Tareas pendientes:
1: Duplica del texto sobre los nacionalismos el pasaje que empieza con "Pero en Europa" y sigue hasta "regiones menos desarrolladas.".
2: Prosigue el texto sobre los nacionalismos a partir de su última oración.

Texto de lectura:
■ ■ ■ ■ ■

Columnistas
Nacionalismos
Por Juan Diego García
Los nacionalismos que adquieren tanto protagonismo político en la actualidad en el Viejo Continente tienen poco o nada que ver con la reivindicación nacional de los pueblos de la periferia pobre del planeta, víctimas precisamente de la expansión del capitalismo. Aquí, en la periferia del sistema mundial el nacionalismo en muchas ocasiones va de la mano de las luchas sociales de las capas más pobres y oprimidas que unen así la reivindicación nacional a la lucha de clases.
Por Juan Diego García
Los nacionalismos que adquieren tanto protagonismo político en la actualidad en el Viejo Continente tienen poco o nada que ver con la reivindicación nacional de los pueblos de la periferia pobre del planeta, víctimas precisamente de la expansión del capitalismo. Aquí, en la periferia del sistema mundial el nacionalismo en muchas ocasiones va de la mano de las luchas sociales de las capas más pobres y oprimidas que unen así la reivindicación nacional a la lucha de clases.
Pero en Europa por lo general el renacer del nacionalismo aparece ligado a las peores formas de la xenofobia y del racismo o, en el mejor de los casos, expresa el rechazo de las regiones más prósperas que mediante la separación del estado nacional en el cual están insertas buscan superar la supuesta explotación a la que están sometidas por el poder central en beneficio de las regiones menos desarrolladas.
El nacionalismo patológico que encuentra su mayor expresión en los partidos velada o abiertamente neonazis ganan un terreno considerable en Francia, Alemania, Reino Unido, Holanda, Austria o Italia y son particularmente agresivos en los países del Este, antiguos miembros del Campo Socialista. El caso de Hungría es el más esperpéntico pero en realidad casi ninguna nación del Viejo Continente aparece exenta de este fenómeno; en Ucrania, por ejemplo, la extrema derecha nazi controla los resortes principales del nuevo poder que apoya Occidente.
En algunos casos estos partidos nacionalistas gobiernan, en otros están en la oposición, pero siempre están lejos de ser simples farándulas o fenómenos menores de suerte que ya es común escuchar voces que denuncian la pronta hegemonía de formas muy parecidas al fascismo de antaño. Y no les faltan razones, se repiten muchas cosas. Hoy como ayer aparecen de un lado las bases sociales tradicionales de la extrema derecha que provienen de los grupos con menor nivel de cultura política, de los más afectados por la crisis y, claro, esa pequeña burguesía que siempre conformó los grupos de asalto del capitalismo fascista, el clásico tendero de barrio, el fanático anticomunista de toda la vida. De otro lado, discretamente, están siempre listos para utilizarlos los grandes grupos de poder que ven en ellos la mano torpe que les hace el trabajo sucio para imponer su hegemonía sin paliativos. “Me respaldan millones”, decía Hitler (de votos sí, pero sobre todo los millones del gran capital).

■ ■ ■ ■ ■

Entradas del listado:
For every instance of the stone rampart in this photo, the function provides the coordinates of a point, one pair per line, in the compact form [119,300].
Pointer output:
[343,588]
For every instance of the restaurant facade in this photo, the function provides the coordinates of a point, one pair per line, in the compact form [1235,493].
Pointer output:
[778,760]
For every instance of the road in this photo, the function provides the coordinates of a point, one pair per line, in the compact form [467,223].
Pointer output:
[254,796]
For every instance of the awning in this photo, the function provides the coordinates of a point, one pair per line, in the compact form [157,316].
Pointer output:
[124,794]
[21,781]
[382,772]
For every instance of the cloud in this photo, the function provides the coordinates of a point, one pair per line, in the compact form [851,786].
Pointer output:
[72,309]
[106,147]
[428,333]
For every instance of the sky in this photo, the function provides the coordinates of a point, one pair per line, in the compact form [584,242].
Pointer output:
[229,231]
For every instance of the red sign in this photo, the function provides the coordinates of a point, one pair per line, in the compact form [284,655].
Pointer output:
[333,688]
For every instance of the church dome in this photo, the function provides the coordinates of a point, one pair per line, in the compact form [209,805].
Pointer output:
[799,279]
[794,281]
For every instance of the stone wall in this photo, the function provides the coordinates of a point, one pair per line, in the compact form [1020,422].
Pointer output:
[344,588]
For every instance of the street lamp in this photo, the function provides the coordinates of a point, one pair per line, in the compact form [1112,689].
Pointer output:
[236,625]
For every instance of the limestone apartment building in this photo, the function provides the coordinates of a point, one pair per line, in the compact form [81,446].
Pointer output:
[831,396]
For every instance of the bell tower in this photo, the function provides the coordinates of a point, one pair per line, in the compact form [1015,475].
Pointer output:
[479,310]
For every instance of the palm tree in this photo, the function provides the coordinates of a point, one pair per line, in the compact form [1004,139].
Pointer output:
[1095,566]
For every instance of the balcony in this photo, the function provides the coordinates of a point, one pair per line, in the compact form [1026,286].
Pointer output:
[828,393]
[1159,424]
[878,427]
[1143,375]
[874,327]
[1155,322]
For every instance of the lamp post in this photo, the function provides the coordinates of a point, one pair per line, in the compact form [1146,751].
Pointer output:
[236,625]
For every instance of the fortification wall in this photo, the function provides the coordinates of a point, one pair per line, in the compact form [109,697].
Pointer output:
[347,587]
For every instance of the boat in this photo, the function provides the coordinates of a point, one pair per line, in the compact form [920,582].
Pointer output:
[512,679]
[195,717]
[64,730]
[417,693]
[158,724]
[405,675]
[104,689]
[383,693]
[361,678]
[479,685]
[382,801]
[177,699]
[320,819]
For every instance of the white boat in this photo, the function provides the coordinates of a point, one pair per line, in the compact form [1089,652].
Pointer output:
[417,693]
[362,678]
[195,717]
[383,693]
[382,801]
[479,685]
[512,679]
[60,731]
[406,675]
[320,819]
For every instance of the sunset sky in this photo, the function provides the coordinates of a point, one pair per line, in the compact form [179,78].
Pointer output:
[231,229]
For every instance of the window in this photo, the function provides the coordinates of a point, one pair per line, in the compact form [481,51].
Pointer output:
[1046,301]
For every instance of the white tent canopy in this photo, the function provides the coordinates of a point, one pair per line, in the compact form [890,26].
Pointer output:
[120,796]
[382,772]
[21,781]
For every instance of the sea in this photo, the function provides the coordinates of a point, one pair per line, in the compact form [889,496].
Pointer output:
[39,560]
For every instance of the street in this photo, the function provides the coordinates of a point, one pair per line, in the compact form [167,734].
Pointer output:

■ ■ ■ ■ ■

Respuestas por tarea:
1:
Pero en Europa por lo general el renacer del nacionalismo aparece ligado a las peores formas de la xenofobia y del racismo o, en el mejor de los casos, expresa el rechazo de las regiones más prósperas que mediante la separación del estado nacional en el cual están insertas buscan superar la supuesta explotación a la que están sometidas por el poder central en beneficio de las regiones menos desarrolladas.

2:
Hay por supuesto otro nacionalismo que reivindica la propia identidad frente a las amenazas (supuestas o reales) de la sociedad global en la cual se encuentran insertas determinadas colectividades y que denuncia el saqueo (supuesto, casi siempre) de sus arcas en beneficio de otras regiones de menor desarrollo. Son los llamados “euro escépticos” conservadores -un grupo que adquiere cada día mayor protagonismo como fruto de la crisis actual del modelo europeo de integración regional- o quienes sin renunciar al proyecto comunitario si exigen la separación de su nación del estado nacional correspondiente: son Cataluña, Euskadi, Escocia, la Padania (norte de Italia) o Flandes en Bélgica, para citar los casos más relevantes. Los conservadores euro escépticos proclaman que sus naciones dan demasiado a la Unión Europea para favorecer sobre todo a los “flojos y perezosos” ciudadanos del sur mientras los separatistas corresponden, casi siempre a las regiones-naciones más ricas de sus respectivos estados y sostienen en el fondo argumentos similares: dan demasiado a las otras regiones, son literalmente “saqueados” por éstas.
Pero en términos rigurosos no tiene bases serias el argumento de la represión de las señas de identidad propias (lengua, costumbres, tradiciones, etc,); no en la Europa actual, al menos por lo que a Occidente se refiere. Otra cosa sucede en el Este, en las antiguas naciones del Campo socialista, en donde si aparecen variadas formas de represión sobre todo de las minorías rusas residentes allí.
Tampoco se sostiene que Cataluña, Euskadi, la Padania o Escocia resulten “saqueadas” por el “imperialismo” de sus estados centrales. No es entonces sano el nacionalismo del pequeño país frente al poder central cuando no es más que la bandera de las regiones más ricas que no desean compartir con las demás. Entre otros motivos porque la supuesta explotación no se produce y más bien sucede al contrario en armonía con la lógica inherente del sistema capitalista. Si bien al estado central estas regiones ricas aportan más que las pobres, su “generosidad” se ve ampliamente compensada por el flujo incesante y mucho mayor del ahorro que va de las regiones atrasadas a las más desarrolladas (y no solo de capitales a través del sistema financiero sino también mediante la emigración a los centros de mayor desarrollo de lo mejor de su mano de obra). ¿Es el caso de Cataluña o de Euskadi en España?. Seguramente es así. Tampoco es la Padania la región más pobre de Italia, ni Escocia la menos desarrollada del Reino Unido o Flandes la menos próspera de reino de Bélgica.
En este contexto lo apropiado sería buscar la compatibilidad de la defensa de la propia identidad con la solidaridad entre pueblos y naciones en un proceso ecuménico (en el sentido original del término griego), más propio de la modernidad que los nacionalismos estrechos, los provincianismos limitantes y empobrecedores, o su manifestación contraria, las pretensiones hegemónicas o cualquier forma moderna de colonialismo. En efecto, el nacionalismo excluyente es practicado con igual fervor dañino por los estados centrales, Francia, por ejemplo y sobresale el caso de España fruto de la tradición fascista no superada de su derecha.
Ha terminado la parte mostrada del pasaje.